EXERCISE PROMPT » Put every line below into a Markdown table with the columns No. and Line, numbering each row and skipping blank lines.

>> START STORED DATA

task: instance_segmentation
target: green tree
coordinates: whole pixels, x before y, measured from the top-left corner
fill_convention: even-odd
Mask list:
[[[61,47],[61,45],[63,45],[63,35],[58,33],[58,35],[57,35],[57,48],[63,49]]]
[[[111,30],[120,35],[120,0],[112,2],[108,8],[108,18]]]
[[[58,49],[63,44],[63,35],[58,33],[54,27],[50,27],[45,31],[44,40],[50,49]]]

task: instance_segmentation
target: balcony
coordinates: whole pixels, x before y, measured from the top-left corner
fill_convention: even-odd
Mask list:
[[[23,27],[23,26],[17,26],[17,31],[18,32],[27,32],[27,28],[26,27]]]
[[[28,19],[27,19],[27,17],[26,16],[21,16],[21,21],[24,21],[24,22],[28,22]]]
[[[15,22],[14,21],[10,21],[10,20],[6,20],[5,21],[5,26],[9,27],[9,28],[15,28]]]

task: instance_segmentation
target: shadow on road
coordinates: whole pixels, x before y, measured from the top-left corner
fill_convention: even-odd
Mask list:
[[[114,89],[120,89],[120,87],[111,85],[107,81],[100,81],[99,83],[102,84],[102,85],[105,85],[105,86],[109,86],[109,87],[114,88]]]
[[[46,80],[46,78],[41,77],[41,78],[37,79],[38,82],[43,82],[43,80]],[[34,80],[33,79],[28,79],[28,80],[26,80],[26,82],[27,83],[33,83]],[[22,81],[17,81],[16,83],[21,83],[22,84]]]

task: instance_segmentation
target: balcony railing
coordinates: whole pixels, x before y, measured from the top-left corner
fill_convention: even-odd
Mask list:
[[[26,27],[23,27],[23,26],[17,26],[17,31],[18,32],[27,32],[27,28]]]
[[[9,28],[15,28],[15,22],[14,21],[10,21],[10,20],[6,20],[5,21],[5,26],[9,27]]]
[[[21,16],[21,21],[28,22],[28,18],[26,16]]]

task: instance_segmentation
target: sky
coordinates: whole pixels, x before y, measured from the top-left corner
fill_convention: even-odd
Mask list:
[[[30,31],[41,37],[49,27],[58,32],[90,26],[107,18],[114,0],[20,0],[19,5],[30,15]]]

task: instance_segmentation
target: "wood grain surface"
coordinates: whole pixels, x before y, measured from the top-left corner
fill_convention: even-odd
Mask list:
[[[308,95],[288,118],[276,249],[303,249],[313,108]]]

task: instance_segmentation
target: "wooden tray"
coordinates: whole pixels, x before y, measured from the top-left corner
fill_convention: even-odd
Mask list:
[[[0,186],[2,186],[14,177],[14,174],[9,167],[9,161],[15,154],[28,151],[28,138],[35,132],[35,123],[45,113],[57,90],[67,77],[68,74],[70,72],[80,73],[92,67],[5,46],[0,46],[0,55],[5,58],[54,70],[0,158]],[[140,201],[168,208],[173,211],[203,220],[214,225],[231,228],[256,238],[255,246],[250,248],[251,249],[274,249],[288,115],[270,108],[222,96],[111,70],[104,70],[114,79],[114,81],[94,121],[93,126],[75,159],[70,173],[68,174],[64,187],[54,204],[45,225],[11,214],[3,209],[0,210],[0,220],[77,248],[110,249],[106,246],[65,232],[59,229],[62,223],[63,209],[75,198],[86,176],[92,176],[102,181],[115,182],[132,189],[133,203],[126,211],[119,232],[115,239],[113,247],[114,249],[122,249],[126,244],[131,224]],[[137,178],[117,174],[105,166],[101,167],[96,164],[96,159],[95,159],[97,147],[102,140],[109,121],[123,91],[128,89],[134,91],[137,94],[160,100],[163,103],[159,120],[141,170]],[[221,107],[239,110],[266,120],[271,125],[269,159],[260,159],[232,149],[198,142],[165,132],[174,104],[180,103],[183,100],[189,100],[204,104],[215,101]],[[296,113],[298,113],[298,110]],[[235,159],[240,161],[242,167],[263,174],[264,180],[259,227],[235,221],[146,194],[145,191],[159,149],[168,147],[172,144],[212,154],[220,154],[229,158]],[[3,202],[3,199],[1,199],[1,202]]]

>> END STORED DATA

ANSWER TO THIS PROBLEM »
| No. | Line |
|---|---|
| 1 | task: instance_segmentation |
| 2 | target: green tree |
| 3 | coordinates: whole pixels, x before y, measured from the top-left corner |
| 4 | fill_convention: even-odd |
| 5 | Mask list: |
| 6 | [[[61,47],[61,45],[63,45],[63,35],[58,33],[58,35],[57,35],[57,48],[63,49]]] |
| 7 | [[[111,30],[120,35],[120,0],[112,2],[108,8],[108,18]]] |
| 8 | [[[58,49],[63,44],[63,35],[58,33],[54,27],[50,27],[45,31],[44,40],[50,49]]] |
| 9 | task: instance_segmentation |
| 10 | target: balcony |
| 11 | coordinates: whole pixels, x before y, measured from the top-left corner |
| 12 | fill_convention: even-odd |
| 13 | Mask list: |
| 14 | [[[23,27],[23,26],[17,26],[17,31],[18,32],[27,32],[27,28],[26,27]]] |
| 15 | [[[28,19],[27,19],[27,17],[26,16],[21,16],[21,21],[24,21],[24,22],[28,22]]] |
| 16 | [[[15,22],[14,21],[10,21],[10,20],[6,20],[5,21],[5,26],[9,27],[9,28],[15,28]]] |
| 17 | task: instance_segmentation |
| 18 | target: shadow on road |
| 19 | coordinates: whole pixels, x before y, measured from the top-left corner |
| 20 | fill_convention: even-odd |
| 21 | Mask list: |
| 22 | [[[114,89],[120,89],[120,87],[111,85],[107,81],[100,81],[99,83],[102,84],[102,85],[105,85],[105,86],[109,86],[109,87],[114,88]]] |
| 23 | [[[46,80],[46,78],[41,77],[41,78],[37,79],[38,82],[43,82],[43,80]],[[34,80],[33,79],[28,79],[28,80],[26,80],[26,82],[27,83],[33,83]],[[22,81],[17,81],[16,83],[21,83],[22,84]]] |
| 24 | task: instance_segmentation |
| 25 | target: balcony railing |
| 26 | coordinates: whole pixels, x before y, measured from the top-left corner |
| 27 | fill_convention: even-odd |
| 28 | Mask list: |
| 29 | [[[26,27],[23,27],[23,26],[17,26],[17,31],[18,32],[27,32],[27,28]]] |
| 30 | [[[9,28],[15,28],[15,22],[14,21],[10,21],[10,20],[6,20],[5,21],[5,26],[9,27]]] |
| 31 | [[[21,16],[21,21],[28,22],[28,18],[26,16]]] |
| 32 | task: instance_segmentation |
| 33 | target: sky |
| 34 | coordinates: whole pixels, x before y, measured from the top-left corner |
| 35 | fill_convention: even-odd |
| 36 | Mask list: |
| 37 | [[[30,31],[41,37],[49,27],[58,32],[90,26],[107,18],[114,0],[20,0],[19,5],[30,15]]] |
| 38 | task: instance_segmentation |
| 39 | target: "wood grain surface" |
| 40 | coordinates: whole pixels, x before y, measured from the top-left corner |
| 41 | fill_convention: even-odd |
| 42 | Mask list: |
| 43 | [[[308,95],[288,118],[276,249],[303,249],[313,108]]] |
| 44 | task: instance_segmentation |
| 45 | target: "wooden tray" |
| 46 | coordinates: whole pixels, x before y, measured from the top-left corner |
| 47 | fill_convention: even-odd |
| 48 | Mask list: |
| 49 | [[[0,186],[2,186],[14,177],[14,174],[9,167],[9,161],[15,154],[28,151],[28,138],[35,132],[35,123],[45,113],[57,90],[67,77],[68,74],[70,72],[80,73],[92,67],[5,46],[0,46],[0,55],[5,58],[54,70],[0,158]],[[140,201],[168,208],[173,211],[203,220],[214,225],[231,228],[256,238],[255,246],[250,248],[251,249],[274,249],[288,115],[270,108],[222,96],[111,70],[104,70],[114,79],[114,81],[94,121],[93,126],[75,159],[70,173],[68,174],[64,187],[54,204],[45,225],[11,214],[3,209],[0,210],[0,220],[77,248],[110,249],[106,246],[65,232],[59,229],[62,223],[63,209],[75,198],[86,176],[92,176],[102,181],[115,182],[132,189],[133,203],[126,211],[119,232],[115,239],[113,247],[114,249],[122,249],[126,244],[131,224]],[[137,178],[117,174],[105,166],[101,167],[96,164],[96,159],[95,159],[97,147],[102,140],[109,121],[123,91],[128,89],[134,91],[137,94],[160,100],[163,103],[159,120],[141,170]],[[221,107],[239,110],[266,120],[271,125],[269,159],[260,159],[232,149],[198,142],[165,132],[174,104],[180,103],[183,100],[189,100],[204,104],[215,101]],[[296,113],[298,113],[298,110]],[[235,159],[240,161],[242,167],[263,174],[264,180],[259,227],[235,221],[146,194],[145,191],[159,149],[168,147],[172,144],[212,154],[220,154],[229,158]],[[3,202],[3,199],[1,199],[1,202]]] |